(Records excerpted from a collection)
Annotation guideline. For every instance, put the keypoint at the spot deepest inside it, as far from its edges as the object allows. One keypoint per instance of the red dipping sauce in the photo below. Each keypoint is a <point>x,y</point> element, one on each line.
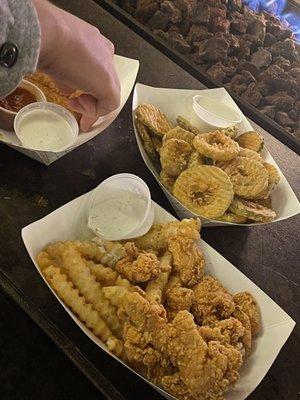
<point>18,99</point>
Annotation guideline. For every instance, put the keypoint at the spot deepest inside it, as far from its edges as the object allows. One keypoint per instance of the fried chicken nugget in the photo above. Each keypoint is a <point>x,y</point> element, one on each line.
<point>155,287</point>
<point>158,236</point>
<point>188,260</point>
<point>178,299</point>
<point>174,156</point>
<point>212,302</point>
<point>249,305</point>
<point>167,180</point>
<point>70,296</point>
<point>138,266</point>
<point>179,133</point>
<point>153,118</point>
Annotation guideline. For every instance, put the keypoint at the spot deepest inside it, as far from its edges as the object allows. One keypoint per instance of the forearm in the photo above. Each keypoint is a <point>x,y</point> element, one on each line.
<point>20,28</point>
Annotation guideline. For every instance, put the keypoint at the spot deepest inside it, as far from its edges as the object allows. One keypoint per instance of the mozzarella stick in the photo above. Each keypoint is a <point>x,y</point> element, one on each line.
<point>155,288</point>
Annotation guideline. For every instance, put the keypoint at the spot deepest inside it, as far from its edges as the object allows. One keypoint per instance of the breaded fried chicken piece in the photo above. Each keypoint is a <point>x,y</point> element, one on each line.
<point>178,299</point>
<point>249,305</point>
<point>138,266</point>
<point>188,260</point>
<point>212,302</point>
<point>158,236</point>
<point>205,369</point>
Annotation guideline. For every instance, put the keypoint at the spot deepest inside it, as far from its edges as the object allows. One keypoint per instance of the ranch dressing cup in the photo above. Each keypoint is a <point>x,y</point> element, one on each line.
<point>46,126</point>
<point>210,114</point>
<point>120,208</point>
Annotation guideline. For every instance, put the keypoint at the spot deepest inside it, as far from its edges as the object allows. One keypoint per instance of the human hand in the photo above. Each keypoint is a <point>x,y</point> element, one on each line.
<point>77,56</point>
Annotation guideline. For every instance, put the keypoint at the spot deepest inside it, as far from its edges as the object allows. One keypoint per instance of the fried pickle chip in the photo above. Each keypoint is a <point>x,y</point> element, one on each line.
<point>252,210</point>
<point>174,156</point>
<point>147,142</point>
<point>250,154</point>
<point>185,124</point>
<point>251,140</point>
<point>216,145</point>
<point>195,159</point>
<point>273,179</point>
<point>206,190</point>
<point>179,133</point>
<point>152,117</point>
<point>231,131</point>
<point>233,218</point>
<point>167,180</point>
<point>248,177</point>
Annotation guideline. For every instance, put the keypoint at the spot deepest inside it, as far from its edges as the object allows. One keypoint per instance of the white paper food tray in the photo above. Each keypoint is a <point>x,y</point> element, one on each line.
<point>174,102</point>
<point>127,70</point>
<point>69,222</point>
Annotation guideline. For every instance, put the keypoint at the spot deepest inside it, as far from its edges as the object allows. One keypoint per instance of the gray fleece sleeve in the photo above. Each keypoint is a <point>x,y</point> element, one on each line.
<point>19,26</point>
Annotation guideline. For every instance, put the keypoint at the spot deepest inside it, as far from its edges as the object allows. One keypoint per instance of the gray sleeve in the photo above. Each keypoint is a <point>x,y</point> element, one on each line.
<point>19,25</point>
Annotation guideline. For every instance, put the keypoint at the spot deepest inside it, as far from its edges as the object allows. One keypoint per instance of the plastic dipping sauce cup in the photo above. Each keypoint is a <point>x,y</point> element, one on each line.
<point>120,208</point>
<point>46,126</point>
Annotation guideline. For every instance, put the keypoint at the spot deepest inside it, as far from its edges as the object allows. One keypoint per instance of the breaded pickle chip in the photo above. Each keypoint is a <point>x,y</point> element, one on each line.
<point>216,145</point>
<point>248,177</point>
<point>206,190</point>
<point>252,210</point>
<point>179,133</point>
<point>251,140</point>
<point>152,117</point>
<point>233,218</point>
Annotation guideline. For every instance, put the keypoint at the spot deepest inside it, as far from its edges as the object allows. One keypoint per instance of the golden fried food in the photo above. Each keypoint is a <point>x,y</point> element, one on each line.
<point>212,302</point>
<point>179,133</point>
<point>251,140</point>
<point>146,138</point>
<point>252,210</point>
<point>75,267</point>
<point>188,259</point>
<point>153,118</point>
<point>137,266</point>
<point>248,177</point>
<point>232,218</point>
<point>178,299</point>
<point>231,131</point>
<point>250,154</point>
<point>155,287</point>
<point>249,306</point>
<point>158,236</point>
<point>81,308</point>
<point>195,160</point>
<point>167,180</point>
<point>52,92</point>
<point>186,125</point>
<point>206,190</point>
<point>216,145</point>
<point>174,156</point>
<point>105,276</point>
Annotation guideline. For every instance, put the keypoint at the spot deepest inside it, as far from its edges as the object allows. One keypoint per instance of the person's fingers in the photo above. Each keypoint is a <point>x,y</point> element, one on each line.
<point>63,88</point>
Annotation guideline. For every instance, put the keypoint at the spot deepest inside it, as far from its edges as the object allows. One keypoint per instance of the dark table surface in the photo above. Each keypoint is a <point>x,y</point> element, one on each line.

## Try it
The records above must be repeated in full and exactly, but without any of the pictures.

## Task output
Annotation guideline. For every instance, put the keypoint at the spot deepest inside it, as far from its edges as the object allows. One keypoint per instance of the red dipping sauce in the photo below. Each keypoint is a <point>x,y</point> element, one on each line.
<point>18,99</point>
Annotation guideline. For every instance, put the keypoint at the spot deepest inside it, as far from its edges as the object allows. One keypoint per instance of the fried chicken nugget in the photo above. Each keypoint is a <point>x,y</point> element, one on each line.
<point>155,287</point>
<point>158,236</point>
<point>188,260</point>
<point>178,299</point>
<point>174,156</point>
<point>212,302</point>
<point>249,305</point>
<point>167,180</point>
<point>70,296</point>
<point>138,266</point>
<point>179,133</point>
<point>153,118</point>
Annotation guideline. For every instance, put the keypoint at the spot deepest inside it, as far from its edges as the object allows. One keypoint per instance of the forearm in the photo above. Each keypoint is a <point>x,y</point> element, one on each line.
<point>20,28</point>
Annotation guideline. For every instance, put the keypoint at the spot deepest inside it, as far from its edges as the object allows. One keypoint per instance of the mozzarella stick in the photo above. Each keypoint is a <point>x,y</point> element, one on each line.
<point>155,288</point>
Annotation guideline. For every instance, put the keypoint at the spot deepest inside it, as far from its edges as the object allows. One keypoint per instance of the breaded fried chicken piece in the photo above. Each keypoint is a <point>x,y</point> element, one on each line.
<point>178,299</point>
<point>249,305</point>
<point>138,266</point>
<point>188,260</point>
<point>212,302</point>
<point>158,236</point>
<point>205,369</point>
Annotation guideline. For every instance, put the keypoint at the spot deepest inside it, as far from its edges as the object allows. One keypoint per instance of the ranch dressing cup in the photo above. Each keypoint is a <point>x,y</point> element, one on each line.
<point>46,126</point>
<point>210,114</point>
<point>120,208</point>
Annotation guideline. For every instance, put the keypoint at the spot deepest inside it, as far from its edges as the object allows. One keypoint per instance of the human hand in the photo above. Each keypoint is a <point>x,y</point> element, one on each line.
<point>77,56</point>
Annotation guideline. For every instance, put the keypoint at the spot deepest inside it, as far from its edges as the object allows. One keypoint per instance of the fried pickle chip in the photo above. Each keypoint is a <point>x,y</point> element, one on each line.
<point>252,210</point>
<point>174,156</point>
<point>147,142</point>
<point>250,154</point>
<point>185,124</point>
<point>251,140</point>
<point>216,145</point>
<point>195,159</point>
<point>273,179</point>
<point>206,190</point>
<point>179,133</point>
<point>152,117</point>
<point>231,131</point>
<point>233,218</point>
<point>167,180</point>
<point>248,177</point>
Annotation guideline. For every instance, put the keypoint at the spot deepest inside it, as far from its edges as the object allows. One keypoint per instance of the white paper food tray in the photo above. Each keypoint is a <point>x,y</point> element, one on each line.
<point>174,102</point>
<point>127,70</point>
<point>69,222</point>
Annotation guideline. For every instance, put the keypoint at the spot deepest inside it, as far from its edges as the object allows. One keypoint per instance of the gray fleece sleeve in the photo above. Each keypoint is a <point>x,y</point> element, one on each line.
<point>19,26</point>
Annotation guideline. For every instance, put the keypoint at the spot deepest inside it, as far from its edges as the object allows. One keypoint per instance of the gray sleeve in the photo above. Each keypoint is a <point>x,y</point> element, one on each line.
<point>19,25</point>
Annotation guideline. For every instance, put the keypoint at the spot deepest inside it, as far from its edges as the object allows. One keypoint per instance of the plastic dipping sauce cup in the photo above. Each keypoint is a <point>x,y</point> element, one on each line.
<point>120,208</point>
<point>46,126</point>
Annotation guideline. For every instance, put the keypoint at the spot deepest inside it, as far from its edges as the object allows. One keypoint per instance of the breaded pickle chip in the photo above. Each keypoint is a <point>x,y</point> element, one on each line.
<point>216,145</point>
<point>248,177</point>
<point>206,190</point>
<point>252,210</point>
<point>179,133</point>
<point>251,140</point>
<point>152,117</point>
<point>233,218</point>
Annotation guideline. For every instance, put the keypoint at the spot deepest inside it, as far from its edges as the object allows. One keypoint per instance of the golden fried food in the photo above. Each keypoint is a <point>x,y</point> element, one on each line.
<point>212,302</point>
<point>179,133</point>
<point>251,140</point>
<point>146,138</point>
<point>252,210</point>
<point>75,267</point>
<point>188,259</point>
<point>153,118</point>
<point>137,266</point>
<point>248,177</point>
<point>232,218</point>
<point>178,299</point>
<point>231,131</point>
<point>250,154</point>
<point>155,287</point>
<point>249,306</point>
<point>158,236</point>
<point>81,308</point>
<point>195,160</point>
<point>167,180</point>
<point>52,92</point>
<point>186,125</point>
<point>206,190</point>
<point>216,145</point>
<point>174,156</point>
<point>105,276</point>
Annotation guideline. For every instance, put the keypoint at the spot deepest inside it, as far from its edges as the object allows. One keypoint per instance of the person's fingers in the photo above. Each keypoint is a <point>x,y</point> element, one on each line.
<point>63,88</point>
Annotation guideline. For every instance, put the keypoint at the spot deepest inside it, as far from its edges as the object allows. One keypoint per instance of the dark table surface in the photo above. Each keypoint is a <point>x,y</point> element, one on each line.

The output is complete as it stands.